■ Task requirements
a) In the strtok() thread, how many times faster was strtok() than the regex in the reported timing test?
b) Print everything in the strtok() thread from "to process the" down to "strpos and substr.", with no changes.

> On 27 Jun 2024, at 12:31, Mike Schinkel <[email protected]> wrote:
>
>> On Jun 26, 2024, at 8:14 AM, Gina P. Banyard <[email protected] <mailto:[email protected]>> wrote:
>>
>>
>> On Wednesday, 26 June 2024 at 06:18, Mike Schinkel <[email protected] <mailto:[email protected]>> wrote:
>>> https://3v4l.org/RDYFs#v8.3.8
>>>
>>> Note those seven use-cases are found in around the first 25 results when searching
>>> GitHub for "strtok(". I could probably find more if I kept looking:
>>>
>>> https://github.com/search?q=strtok%28+language%3APHP+&type=code
>>>
>>> Regarding explode($delimiter, $str)[0] — unless it is to be special-cased during
>>> compilation —it is a really inefficient way to find the substring up to the first character,
>>> especially for large strings and/or when in a tight loop where the explode is contained in a called
>>> function
>>
>> Then use a regex: https://3v4l.org/SGWL5
>
> Using preg_match()
instead of strtok()
to process the ~4k file of
> commas is, on average, same as using explode()[0], or 10x as long as using strtok()
(at
> times it got as low as 4.4x, but that was rare):
>
> https://onlinephp.io/c/e1fad
>
> Size of file: 3972
> Number of commas: 359
> Time taken for strtok: 0.003 seconds
> Time taken for regex: 0.0307 seconds
> Times strtok() faster: 10.25
>
>> Or a combination of strpos and substr.

■ Records supplied
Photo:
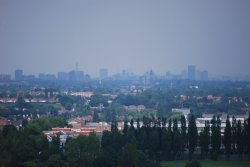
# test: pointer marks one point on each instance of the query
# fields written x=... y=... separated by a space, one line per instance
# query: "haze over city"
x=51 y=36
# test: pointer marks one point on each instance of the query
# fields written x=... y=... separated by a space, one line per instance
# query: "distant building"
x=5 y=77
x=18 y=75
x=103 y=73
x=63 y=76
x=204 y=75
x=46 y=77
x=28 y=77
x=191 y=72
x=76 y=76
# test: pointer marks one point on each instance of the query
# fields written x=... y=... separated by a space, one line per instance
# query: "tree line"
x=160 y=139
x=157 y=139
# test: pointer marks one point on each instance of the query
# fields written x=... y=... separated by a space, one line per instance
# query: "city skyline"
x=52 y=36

---

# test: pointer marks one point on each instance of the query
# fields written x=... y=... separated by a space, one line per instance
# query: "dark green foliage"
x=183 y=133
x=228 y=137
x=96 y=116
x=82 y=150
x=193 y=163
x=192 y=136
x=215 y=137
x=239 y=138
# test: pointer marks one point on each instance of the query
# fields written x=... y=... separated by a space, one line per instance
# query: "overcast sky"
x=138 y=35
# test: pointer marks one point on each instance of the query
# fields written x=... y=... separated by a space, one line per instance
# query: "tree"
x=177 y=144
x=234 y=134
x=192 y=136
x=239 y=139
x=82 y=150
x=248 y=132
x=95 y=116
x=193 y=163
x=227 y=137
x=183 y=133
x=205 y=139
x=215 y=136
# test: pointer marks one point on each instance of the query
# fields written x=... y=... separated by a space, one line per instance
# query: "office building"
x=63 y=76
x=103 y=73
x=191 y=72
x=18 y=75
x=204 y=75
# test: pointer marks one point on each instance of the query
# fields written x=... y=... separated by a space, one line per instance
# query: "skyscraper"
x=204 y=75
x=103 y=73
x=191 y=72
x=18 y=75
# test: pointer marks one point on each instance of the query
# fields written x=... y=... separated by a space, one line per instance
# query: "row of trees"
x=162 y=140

==

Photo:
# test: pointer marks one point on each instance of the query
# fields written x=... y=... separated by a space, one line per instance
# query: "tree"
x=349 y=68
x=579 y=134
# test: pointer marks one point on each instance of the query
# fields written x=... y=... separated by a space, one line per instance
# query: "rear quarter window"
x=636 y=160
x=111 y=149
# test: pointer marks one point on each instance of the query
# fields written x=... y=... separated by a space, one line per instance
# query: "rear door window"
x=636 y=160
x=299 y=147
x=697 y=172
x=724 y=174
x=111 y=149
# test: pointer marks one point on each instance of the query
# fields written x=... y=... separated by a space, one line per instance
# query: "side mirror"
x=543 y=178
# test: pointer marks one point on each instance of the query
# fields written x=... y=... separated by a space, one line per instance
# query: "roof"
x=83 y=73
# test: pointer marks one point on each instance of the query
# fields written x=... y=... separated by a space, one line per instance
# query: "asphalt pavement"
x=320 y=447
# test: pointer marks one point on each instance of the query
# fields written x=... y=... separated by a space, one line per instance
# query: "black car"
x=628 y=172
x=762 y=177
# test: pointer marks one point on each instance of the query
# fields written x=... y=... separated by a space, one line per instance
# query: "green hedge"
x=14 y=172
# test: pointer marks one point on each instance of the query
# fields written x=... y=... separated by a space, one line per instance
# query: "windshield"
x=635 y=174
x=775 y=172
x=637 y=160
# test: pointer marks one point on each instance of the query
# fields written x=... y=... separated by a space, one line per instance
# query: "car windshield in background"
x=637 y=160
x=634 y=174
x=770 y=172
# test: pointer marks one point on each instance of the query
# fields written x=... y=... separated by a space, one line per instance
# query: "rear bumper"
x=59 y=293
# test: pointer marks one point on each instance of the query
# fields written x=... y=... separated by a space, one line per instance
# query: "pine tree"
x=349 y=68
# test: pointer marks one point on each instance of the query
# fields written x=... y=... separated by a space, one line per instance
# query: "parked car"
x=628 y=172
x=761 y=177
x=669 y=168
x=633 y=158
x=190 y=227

■ The solutions
a) 10.25 times faster.

b)
to process the ~4k file of
> commas is, on average, same as using explode()[0], or 10x as long as using strtok()
(at
> times it got as low as 4.4x, but that was rare):
>
> https://onlinephp.io/c/e1fad
>
> Size of file: 3972
> Number of commas: 359
> Time taken for strtok: 0.003 seconds
> Time taken for regex: 0.0307 seconds
> Times strtok() faster: 10.25
>
>> Or a combination of strpos and substr.